WHAT IS NEEDED:
Leaving out the pictures, retype all the material exactly.

RECORDS PROVIDED:
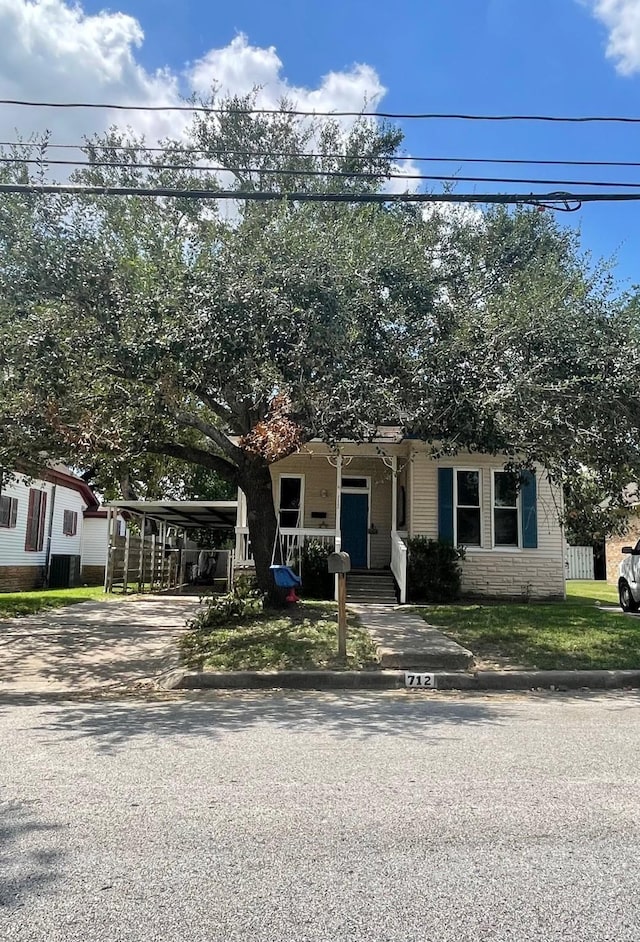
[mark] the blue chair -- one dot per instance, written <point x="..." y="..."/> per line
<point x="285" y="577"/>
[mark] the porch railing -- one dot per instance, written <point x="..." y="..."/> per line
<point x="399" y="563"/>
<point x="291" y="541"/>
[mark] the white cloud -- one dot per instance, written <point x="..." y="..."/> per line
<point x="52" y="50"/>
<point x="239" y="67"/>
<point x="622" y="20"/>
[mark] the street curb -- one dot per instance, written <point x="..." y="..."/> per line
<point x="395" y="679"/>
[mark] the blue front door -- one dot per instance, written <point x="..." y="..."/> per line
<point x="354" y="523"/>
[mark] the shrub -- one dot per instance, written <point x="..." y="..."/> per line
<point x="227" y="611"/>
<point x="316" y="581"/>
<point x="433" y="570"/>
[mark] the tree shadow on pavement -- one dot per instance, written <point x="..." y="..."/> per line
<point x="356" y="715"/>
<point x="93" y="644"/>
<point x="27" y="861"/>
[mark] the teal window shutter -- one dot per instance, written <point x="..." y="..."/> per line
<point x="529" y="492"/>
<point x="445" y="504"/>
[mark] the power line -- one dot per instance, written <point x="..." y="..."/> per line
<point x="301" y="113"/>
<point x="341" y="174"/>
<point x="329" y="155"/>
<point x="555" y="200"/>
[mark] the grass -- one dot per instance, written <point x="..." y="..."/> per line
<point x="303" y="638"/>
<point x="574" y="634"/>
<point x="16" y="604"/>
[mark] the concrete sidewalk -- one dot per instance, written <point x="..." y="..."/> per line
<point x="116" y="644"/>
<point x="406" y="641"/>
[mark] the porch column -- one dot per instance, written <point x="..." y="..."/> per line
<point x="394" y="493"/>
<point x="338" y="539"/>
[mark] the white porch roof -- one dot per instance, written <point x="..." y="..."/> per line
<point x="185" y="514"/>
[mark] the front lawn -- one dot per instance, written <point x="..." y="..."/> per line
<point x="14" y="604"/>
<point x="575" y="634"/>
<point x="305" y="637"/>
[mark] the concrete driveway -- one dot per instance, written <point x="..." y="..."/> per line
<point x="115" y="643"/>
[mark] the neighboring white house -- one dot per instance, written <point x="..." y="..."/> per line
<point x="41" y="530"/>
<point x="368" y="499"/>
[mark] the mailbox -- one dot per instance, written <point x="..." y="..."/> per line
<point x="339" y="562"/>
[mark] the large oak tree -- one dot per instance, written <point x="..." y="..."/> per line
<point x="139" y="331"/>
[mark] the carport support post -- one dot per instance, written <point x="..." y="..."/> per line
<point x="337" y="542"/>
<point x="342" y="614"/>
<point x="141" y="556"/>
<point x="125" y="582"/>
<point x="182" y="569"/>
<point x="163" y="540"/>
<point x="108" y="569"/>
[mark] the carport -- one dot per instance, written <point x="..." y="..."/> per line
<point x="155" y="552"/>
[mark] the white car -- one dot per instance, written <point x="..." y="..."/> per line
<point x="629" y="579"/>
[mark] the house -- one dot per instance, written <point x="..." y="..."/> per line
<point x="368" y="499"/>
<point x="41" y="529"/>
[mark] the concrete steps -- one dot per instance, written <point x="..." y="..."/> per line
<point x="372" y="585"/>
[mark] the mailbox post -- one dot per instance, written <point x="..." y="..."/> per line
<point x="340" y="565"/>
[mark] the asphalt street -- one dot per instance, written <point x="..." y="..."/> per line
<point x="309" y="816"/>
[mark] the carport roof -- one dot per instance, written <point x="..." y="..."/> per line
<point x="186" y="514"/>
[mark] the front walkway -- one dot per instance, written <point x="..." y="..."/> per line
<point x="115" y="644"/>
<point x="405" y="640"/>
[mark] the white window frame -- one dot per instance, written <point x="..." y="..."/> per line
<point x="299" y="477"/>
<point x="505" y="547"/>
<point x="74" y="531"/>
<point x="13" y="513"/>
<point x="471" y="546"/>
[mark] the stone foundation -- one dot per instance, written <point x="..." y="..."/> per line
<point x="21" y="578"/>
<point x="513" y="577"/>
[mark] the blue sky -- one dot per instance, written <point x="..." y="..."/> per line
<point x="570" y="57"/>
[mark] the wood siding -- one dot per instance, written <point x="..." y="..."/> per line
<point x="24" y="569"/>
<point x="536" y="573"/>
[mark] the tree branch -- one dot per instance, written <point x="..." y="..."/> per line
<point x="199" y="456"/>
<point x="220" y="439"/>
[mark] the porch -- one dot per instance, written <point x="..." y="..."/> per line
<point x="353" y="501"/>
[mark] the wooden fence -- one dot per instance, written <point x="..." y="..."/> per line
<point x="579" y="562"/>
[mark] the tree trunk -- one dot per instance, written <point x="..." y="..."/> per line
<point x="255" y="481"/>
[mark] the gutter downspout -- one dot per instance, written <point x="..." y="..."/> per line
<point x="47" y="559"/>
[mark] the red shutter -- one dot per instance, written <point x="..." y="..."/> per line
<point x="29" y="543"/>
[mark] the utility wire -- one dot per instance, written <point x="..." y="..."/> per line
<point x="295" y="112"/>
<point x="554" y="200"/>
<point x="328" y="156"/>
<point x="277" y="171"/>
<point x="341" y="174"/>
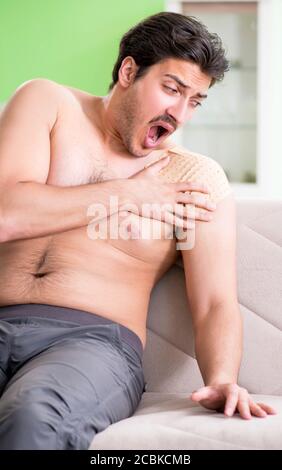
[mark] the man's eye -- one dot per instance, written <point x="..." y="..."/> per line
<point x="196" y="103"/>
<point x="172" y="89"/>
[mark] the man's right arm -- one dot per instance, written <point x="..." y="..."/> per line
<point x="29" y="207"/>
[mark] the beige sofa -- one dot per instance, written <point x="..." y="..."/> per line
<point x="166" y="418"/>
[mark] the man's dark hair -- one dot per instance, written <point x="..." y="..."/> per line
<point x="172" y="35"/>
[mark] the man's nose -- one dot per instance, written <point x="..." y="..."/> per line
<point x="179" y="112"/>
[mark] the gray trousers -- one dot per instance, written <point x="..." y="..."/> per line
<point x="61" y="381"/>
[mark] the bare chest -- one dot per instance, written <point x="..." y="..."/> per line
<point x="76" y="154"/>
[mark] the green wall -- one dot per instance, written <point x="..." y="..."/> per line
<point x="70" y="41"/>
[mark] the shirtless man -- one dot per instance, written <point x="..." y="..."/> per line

THE ANSWER:
[mark] the blue chair -- one dot per instance, written <point x="..." y="..."/> per line
<point x="285" y="577"/>
[mark] the porch railing -- one dot per instance, written <point x="..." y="..."/> per line
<point x="399" y="563"/>
<point x="291" y="541"/>
[mark] the white cloud -- one dot per instance, written <point x="..." y="..."/> per line
<point x="52" y="50"/>
<point x="239" y="67"/>
<point x="622" y="20"/>
[mark] the street curb -- one dot per instance, written <point x="..." y="..."/> per line
<point x="395" y="679"/>
[mark] the blue front door -- one dot per instance, written <point x="..." y="..."/> per line
<point x="354" y="523"/>
[mark] the shrub -- one dot per instance, written <point x="..." y="..."/> per line
<point x="227" y="611"/>
<point x="316" y="581"/>
<point x="433" y="570"/>
[mark] the tree shadow on pavement -- one dot per instance, written <point x="..." y="..."/> per line
<point x="356" y="715"/>
<point x="93" y="644"/>
<point x="27" y="861"/>
[mark] the teal window shutter -- one dot per instance, written <point x="..." y="..."/> per line
<point x="529" y="492"/>
<point x="445" y="504"/>
[mark] the power line -- one dot per instance, written <point x="..." y="..."/> per line
<point x="301" y="113"/>
<point x="341" y="174"/>
<point x="329" y="155"/>
<point x="555" y="200"/>
[mark] the grass -- one dot per instance, written <point x="..." y="..."/> per line
<point x="303" y="638"/>
<point x="574" y="634"/>
<point x="16" y="604"/>
[mark] the concrete sidewalk -- one dot per instance, written <point x="..." y="..."/> per line
<point x="116" y="644"/>
<point x="406" y="641"/>
[mark] the porch column -- one dot per instance, written <point x="..." y="..."/> per line
<point x="394" y="493"/>
<point x="338" y="539"/>
[mark] the white porch roof -- one dot per instance, written <point x="..." y="..."/> per line
<point x="185" y="514"/>
[mark] the front lawn -- one dot per instance, written <point x="..." y="..."/> per line
<point x="14" y="604"/>
<point x="575" y="634"/>
<point x="305" y="637"/>
[mark] the concrete driveway -- one dot per instance, written <point x="..." y="..."/> per line
<point x="115" y="643"/>
[mark] the neighboring white house -- one dot per instance, written <point x="..." y="..."/> per line
<point x="41" y="530"/>
<point x="368" y="499"/>
[mark] the mailbox -- one dot per instance, written <point x="..." y="..."/> per line
<point x="339" y="562"/>
[mark] the large oak tree -- one dot per instance, written <point x="..." y="..."/> per line
<point x="139" y="331"/>
[mark] the carport support post -- one dot per instance, written <point x="..." y="..."/> per line
<point x="337" y="542"/>
<point x="342" y="614"/>
<point x="141" y="556"/>
<point x="125" y="582"/>
<point x="182" y="569"/>
<point x="163" y="540"/>
<point x="108" y="569"/>
[mark] the carport -- one dot per instance, written <point x="..." y="..."/> per line
<point x="155" y="552"/>
[mark] the white car -- one dot per instance, written <point x="..." y="..."/> per line
<point x="629" y="579"/>
[mark] the house -- one dot per instance, written <point x="..." y="..."/> per line
<point x="368" y="499"/>
<point x="41" y="529"/>
[mark] the concrete steps -- one dot per instance, written <point x="..." y="..."/> per line
<point x="372" y="585"/>
[mark] the mailbox post -- one dot per instance, written <point x="..." y="..."/> per line
<point x="340" y="565"/>
[mark] the asphalt street -- one dot per instance, written <point x="..." y="..."/> per line
<point x="309" y="816"/>
[mark] the carport roof -- one dot per instance, written <point x="..." y="..."/> per line
<point x="186" y="514"/>
[mark] the front walkway -- one dot per instance, written <point x="..." y="..."/> per line
<point x="115" y="644"/>
<point x="405" y="640"/>
[mark] the white window frame -- one dot per instance, written <point x="..." y="..."/> per line
<point x="299" y="477"/>
<point x="505" y="547"/>
<point x="74" y="531"/>
<point x="13" y="513"/>
<point x="471" y="546"/>
[mark] the stone foundation -- one dot per instance, written <point x="..." y="..."/> per line
<point x="21" y="578"/>
<point x="513" y="577"/>
[mark] the blue sky -- one dot per instance, written <point x="..." y="..."/> per line
<point x="570" y="57"/>
[mark] the wood siding -- one dot per instance, written <point x="..." y="..."/> per line
<point x="24" y="569"/>
<point x="536" y="573"/>
[mark] the tree branch -- one dot per instance, written <point x="..." y="..."/> per line
<point x="199" y="456"/>
<point x="220" y="439"/>
[mark] the porch -- one dot per instance, written <point x="..." y="..."/> per line
<point x="353" y="501"/>
[mark] the wooden fence -- one dot per instance, written <point x="..." y="..."/> per line
<point x="579" y="562"/>
[mark] the tree trunk -- one dot per instance, written <point x="..." y="..."/> per line
<point x="255" y="481"/>
[mark] the gutter downspout -- one dot per instance, written <point x="..." y="..."/> per line
<point x="47" y="559"/>
[mark] the red shutter -- one dot per instance, written <point x="..." y="..."/> per line
<point x="29" y="543"/>
[mark] the utility wire -- one dot per instance, written <point x="..." y="..."/> per line
<point x="295" y="112"/>
<point x="554" y="200"/>
<point x="328" y="156"/>
<point x="277" y="171"/>
<point x="341" y="174"/>
[mark] the man's eye -- one dot per instance, written <point x="..." y="..."/> per line
<point x="196" y="103"/>
<point x="172" y="89"/>
[mark] the man's right arm -- one dot per instance, written <point x="..." y="..."/> per line
<point x="29" y="207"/>
[mark] the beige sofa -- one dot per instance, written <point x="..." y="..."/> per line
<point x="166" y="418"/>
[mark] the man's dark hair -- one dot per instance, written <point x="..." y="..."/> per line
<point x="172" y="35"/>
[mark] the man's nose -- one dot per instance, written <point x="..." y="..."/> per line
<point x="179" y="112"/>
[mark] the gray trousers -- one dot per instance, written <point x="..." y="..."/> per line
<point x="61" y="381"/>
[mark] the bare chest -- one dot per instance, written <point x="..." y="..."/> per line
<point x="76" y="154"/>
[mark] the green wall -- one dot per instance, written <point x="..." y="..."/> per line
<point x="70" y="41"/>
[mark] the shirtless man -- one dot per instance, written <point x="..." y="..."/> per line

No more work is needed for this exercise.